Problem to solve> The records that follow need to be printed exactly. Leave out each image.
### Supplied records
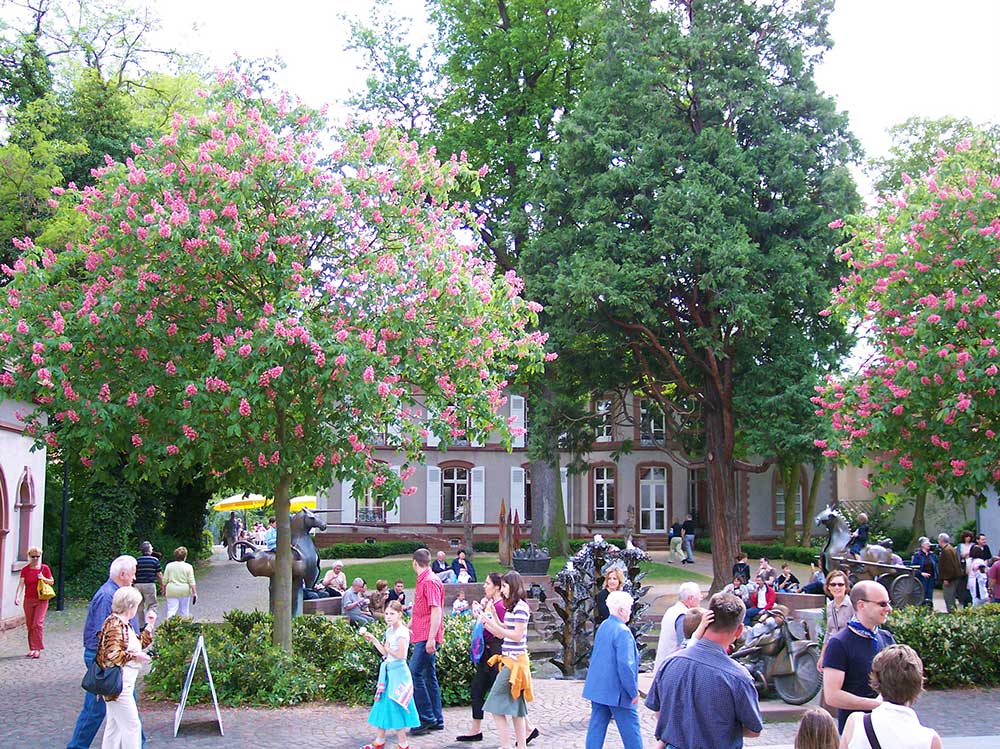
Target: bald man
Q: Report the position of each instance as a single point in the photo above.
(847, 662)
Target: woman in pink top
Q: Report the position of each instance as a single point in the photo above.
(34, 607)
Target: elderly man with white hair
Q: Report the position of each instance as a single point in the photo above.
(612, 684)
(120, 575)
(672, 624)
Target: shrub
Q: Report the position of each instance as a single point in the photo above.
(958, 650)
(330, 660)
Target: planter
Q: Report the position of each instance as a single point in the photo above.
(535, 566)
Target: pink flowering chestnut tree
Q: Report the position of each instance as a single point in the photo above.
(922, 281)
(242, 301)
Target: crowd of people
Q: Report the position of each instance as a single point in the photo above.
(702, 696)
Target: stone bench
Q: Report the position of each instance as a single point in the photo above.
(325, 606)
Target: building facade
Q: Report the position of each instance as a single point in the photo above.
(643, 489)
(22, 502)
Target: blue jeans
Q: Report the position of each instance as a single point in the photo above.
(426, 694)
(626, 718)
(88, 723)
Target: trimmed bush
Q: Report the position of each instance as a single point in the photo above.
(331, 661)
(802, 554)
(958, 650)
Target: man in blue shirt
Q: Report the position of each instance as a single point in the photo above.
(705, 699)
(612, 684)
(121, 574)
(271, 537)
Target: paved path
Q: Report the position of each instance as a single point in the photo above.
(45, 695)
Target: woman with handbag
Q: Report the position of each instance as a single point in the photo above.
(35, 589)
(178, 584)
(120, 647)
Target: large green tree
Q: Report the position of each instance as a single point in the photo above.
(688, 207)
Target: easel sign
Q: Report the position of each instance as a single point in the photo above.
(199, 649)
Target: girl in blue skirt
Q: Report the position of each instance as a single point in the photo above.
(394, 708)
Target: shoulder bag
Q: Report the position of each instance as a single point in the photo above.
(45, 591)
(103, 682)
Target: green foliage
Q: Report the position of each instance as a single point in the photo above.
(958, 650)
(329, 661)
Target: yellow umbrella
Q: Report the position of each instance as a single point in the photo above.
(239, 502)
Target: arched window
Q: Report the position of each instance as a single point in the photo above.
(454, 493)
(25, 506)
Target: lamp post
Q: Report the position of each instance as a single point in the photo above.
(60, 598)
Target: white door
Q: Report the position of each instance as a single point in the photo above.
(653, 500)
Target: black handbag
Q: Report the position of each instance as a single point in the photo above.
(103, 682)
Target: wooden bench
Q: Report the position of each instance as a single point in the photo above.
######
Task result>
Target: bald man
Q: Report the position of each instance as a single point in the photo above.
(847, 662)
Target: woman in pink top
Q: Report the position of each instance as a single point in the photo above.
(34, 607)
Target: elderly man with white hair
Q: Report the position of each instance as a single point in the photo above.
(612, 684)
(120, 575)
(672, 624)
Target: shrub
Q: Report the position of each instance as a single point in the photo above.
(958, 650)
(330, 660)
Target: planter
Q: Report the position of each instance as a single point in the photo above.
(535, 566)
Target: pink flowering chestnut tree
Q: Report the position of each instance as a single point in the photo above.
(922, 281)
(242, 301)
Target: crowd of people
Q: Report the position of each instance as a single point in the photo above.
(702, 696)
Target: stone bench
Q: Report the position of each instance as a single point in the photo above.
(325, 606)
Target: building facade
Q: Report the position of each instance as a single point in the photo above.
(643, 489)
(22, 502)
Target: blue jeans
Q: Report the position of each instance as a single point in the photo above.
(426, 694)
(626, 718)
(88, 723)
Target: trimmed bush
Q: Report the position of each instance as a single point in the photo above.
(331, 661)
(802, 554)
(958, 650)
Target: man in blue shirt
Q: Report the position of each instance as a single point in the photo above.
(705, 699)
(612, 684)
(121, 574)
(271, 537)
Target: paved path
Q: Report the position of each instance as a single point in the photo above.
(45, 695)
Target: woman with handbag
Q: Report the position of each instance as a single point in the photo above.
(35, 589)
(178, 584)
(120, 647)
Target: large green tree
Q: Report the position of each instance as a single point in the photo above.
(688, 207)
Target: easel sign
Q: Report the position of each instance as a single point in the photo above.
(199, 649)
Target: girl in blue skirt
Q: Report the position of each instance as a single point in the photo above.
(394, 708)
Target: shoulder bag
Q: Report the position of each instance as a single point in the photo above.
(45, 591)
(103, 682)
Target: green foliage
Q: Report the position of each instance as a single point in the photo above.
(958, 650)
(329, 661)
Target: yellow umbrella
Q: Report the position of each instance as a single point in the photo above.
(239, 502)
Target: arched window
Q: Report the position of each instance as a single point in the photo above.
(454, 493)
(25, 506)
Target: lamp post
Q: Report the position of each instance as a single point in the photo above.
(60, 598)
Target: white door
Q: Report the position of each instance as a single point in the photo above.
(653, 500)
Target: black handbag
Q: Report the position of each instance as a single point in the photo above.
(103, 682)
Target: wooden bench
Q: Report the position of each instance as a single point in the photo above.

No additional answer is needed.